OBJETIVOS.
a - Indique se cada afirmação a seguir está de acordo com a carta à desembargadora, respondendo sim ou não e citando literalmente as palavras do texto que decidem a questão. (i) A primeira característica citada é a discrição. (ii) A carta afirma que a justiça é um conceito universal. (iii) A carta afirma que um magistrado não tem direito a opiniões próprias.
b - Segundo a carta à desembargadora, em que meio o magistrado deve ter cuidado ainda maior com o que diz?
c - Por favor, retome a carta à desembargadora logo após a última frase mostrada e continue o texto.

TEXTO APRESENTADO.
════

Sra. Desembargadora Marília Castro Neves
Quando alguém é aprovado em um concurso e assume a magistratura, como a Sra., deveria bem saber, está assumindo uma posição de muita responsabilidade e também muito delicada.
Pelas mãos de tal pessoa a sociedade tenta fazer cumprir leis. Não necessariamente fazer justiça, uma vez que tal conceito é muito subjetivo e, infelizmente, não universal, não destinado a todos, principalmente no Brasil, mas pelo menos fazer cumprir leis.
E para tanto, como a Sra. Deveria saber, são necessárias várias características, das quais cito algumas, dentre muitas outras.
A primeira característica é a discrição. Penso que um magistrado não deve se pronunciar sobre casos que julga, mas TAMPOUCO sobre casos que não são de sua alçada. E não deve nunca se pronunciar em público sobre crimes que julga ou não, posto que seu cargo pode levar pessoas a tomar seus pronunciamentos como a sentença final ou a “verdade”. Claro que um magistrado tem direito de ter uma vida privada e opiniões próprias, mas, tirando a esfera familiar e dos amigos mais íntimos, tem que ter muito cuidado com o que diz. E mais ainda em redes sociais. Seria melhor abster-se delas ou de comentários relativos a casos que a o Poder Judiciário terá que tratar.

════

Itens armazenados do conjunto de dados.

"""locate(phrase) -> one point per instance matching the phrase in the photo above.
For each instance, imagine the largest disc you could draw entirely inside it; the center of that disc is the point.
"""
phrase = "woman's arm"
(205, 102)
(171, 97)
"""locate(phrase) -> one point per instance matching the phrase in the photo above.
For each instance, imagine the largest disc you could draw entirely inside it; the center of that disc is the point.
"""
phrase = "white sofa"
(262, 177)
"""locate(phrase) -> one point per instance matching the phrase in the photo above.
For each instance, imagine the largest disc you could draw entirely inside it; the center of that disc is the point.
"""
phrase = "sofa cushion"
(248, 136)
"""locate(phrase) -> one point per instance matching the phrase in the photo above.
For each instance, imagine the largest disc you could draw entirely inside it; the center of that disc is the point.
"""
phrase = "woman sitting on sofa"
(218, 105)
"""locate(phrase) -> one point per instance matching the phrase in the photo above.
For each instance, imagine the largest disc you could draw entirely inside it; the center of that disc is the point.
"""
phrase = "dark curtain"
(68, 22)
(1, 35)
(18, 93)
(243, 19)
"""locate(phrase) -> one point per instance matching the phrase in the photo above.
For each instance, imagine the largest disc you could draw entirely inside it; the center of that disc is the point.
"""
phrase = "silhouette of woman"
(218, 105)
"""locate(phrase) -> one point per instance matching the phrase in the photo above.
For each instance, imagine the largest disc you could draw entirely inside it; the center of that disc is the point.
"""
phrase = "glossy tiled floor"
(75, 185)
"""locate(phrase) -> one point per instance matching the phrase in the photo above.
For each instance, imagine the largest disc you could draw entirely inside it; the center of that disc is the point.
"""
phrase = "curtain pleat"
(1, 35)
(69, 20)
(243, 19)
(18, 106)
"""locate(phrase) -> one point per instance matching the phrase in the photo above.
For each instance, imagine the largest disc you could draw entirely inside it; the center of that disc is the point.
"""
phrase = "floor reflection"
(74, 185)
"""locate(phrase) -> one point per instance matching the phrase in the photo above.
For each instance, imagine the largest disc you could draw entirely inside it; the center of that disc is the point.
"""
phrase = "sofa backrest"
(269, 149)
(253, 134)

════

RESPOSTAS EM ORDEM.
a -
(i) Sim: "A primeira característica é a discrição."
(ii) Não: "infelizmente, não universal"
(iii) Não: "Claro que um magistrado tem direito de ter uma vida privada e opiniões próprias"

b - Nas redes sociais.

c -
A segunda característica é a da prudência. Um magistrado tem que ser extremamente prudente, como já aponto acima. E isso NÃO somente no exercício das suas funções, mas TAMBÉM na sua vida pública, o que inclui as redes sociais. Quem é imprudente em comentários ou análises preliminares de fatos recém ocorridos, passa a imagem de ser TAMBÉM imprudente na sua atividade profissional, a de julgar.
A terceira e última característica que cito aqui é a da imparcialidade. Espera-se, pelo menos em tese, que magistrados sejam imparciais. Que antes de emitir uma sentença ESTUDEM o resultado das investigações e ANALISEM a veracidade e procedência dos fatos. Se não for assim, se um magistrado não for imparcial, não existe aplicação possível da lei, muito menos de justiça, que como já disse, é algo infelizmente bem parco no Brasil. O mesmo comportamento, formando uma tríade com os demais, se aplica a comentários públicos. Um magistrado não deve se pronunciar sobre casos criminais que NÃO CONHECE em público.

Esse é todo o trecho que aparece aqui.